READING PASSAGE:
- - - - -

Amazon Releases MASSIVE Language Dataset

Amazon has announced the release of a 51 language dataset to help developers of Natural Language Understanding (NLU) systems such as Alexa and other chatbots.

The dataset is named MASSIVE, a rather tortuous and recursive acronym for Multilingual Amazon SLURP for Slot Filling, Intent Classification, and Virtual-Assistant Evaluation. The acronym-within-an-acronym SLURP means SLU Resource Package. SLU in turn stands for Spoken Language Understanding.

MASSIVE contains over 19,000 utterances in English which have been human translated into “50 typologically diverse languages from 29 genera, including low-resource languages”. The hope is that the dataset will enable chatbot developers and researchers to better multinationalise their work. Prem Natarajan, vice president of Alexa AI Natural Understanding, says:

We are very excited to share this large multilingual dataset with the worldwide language research community. We hope that this dataset will enable researchers across the world to drive new advances in multilingual language understanding that expand the availability and reach of conversational-AI technologies.

To accompany the dataset release, Amazon has also announced a Massively Multilingual NLU (MMNLU-2 ) competition and workshop intended to “help researchers scale natural-language-understanding technology to every language on Earth”.

The full MASSIVE dataset can be downloaded here and tools for its use are available on Github.

- - - - -

AVAILABLE DATA:
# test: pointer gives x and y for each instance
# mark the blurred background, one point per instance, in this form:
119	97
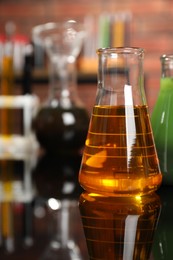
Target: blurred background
150	26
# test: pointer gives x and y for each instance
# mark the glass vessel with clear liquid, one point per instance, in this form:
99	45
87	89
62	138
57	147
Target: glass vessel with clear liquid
119	157
61	124
162	118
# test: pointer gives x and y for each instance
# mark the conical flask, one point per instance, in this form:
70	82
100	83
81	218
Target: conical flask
162	119
119	228
62	122
120	156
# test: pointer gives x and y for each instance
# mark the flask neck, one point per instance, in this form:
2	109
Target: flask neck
120	76
166	66
63	84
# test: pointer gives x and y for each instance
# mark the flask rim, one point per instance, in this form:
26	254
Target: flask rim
166	57
121	50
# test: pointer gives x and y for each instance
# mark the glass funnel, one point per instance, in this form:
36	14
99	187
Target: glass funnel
61	124
120	156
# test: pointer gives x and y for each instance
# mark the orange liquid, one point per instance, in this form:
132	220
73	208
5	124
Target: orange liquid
118	228
119	155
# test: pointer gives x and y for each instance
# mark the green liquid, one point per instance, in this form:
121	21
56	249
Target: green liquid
162	123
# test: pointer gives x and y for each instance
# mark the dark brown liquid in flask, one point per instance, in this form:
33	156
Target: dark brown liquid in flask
116	160
119	228
61	130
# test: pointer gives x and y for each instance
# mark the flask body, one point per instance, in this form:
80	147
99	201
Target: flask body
161	119
120	156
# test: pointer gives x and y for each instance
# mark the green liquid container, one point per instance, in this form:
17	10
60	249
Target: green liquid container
162	120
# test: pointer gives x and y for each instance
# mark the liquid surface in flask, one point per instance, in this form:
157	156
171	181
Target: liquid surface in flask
119	155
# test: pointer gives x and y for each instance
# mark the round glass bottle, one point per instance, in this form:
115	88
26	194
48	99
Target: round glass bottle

- - - - -

THE PROBLEM:
Answer these from the article on the MASSIVE dataset:
(a) How many English utterances does MASSIVE contain?
(b) What does the acronym SLURP stand for?
(c) Who is named as vice president of Alexa AI Natural Understanding?

RESULT:
(a) Over 19,000
(b) SLU Resource Package
(c) Prem Natarajan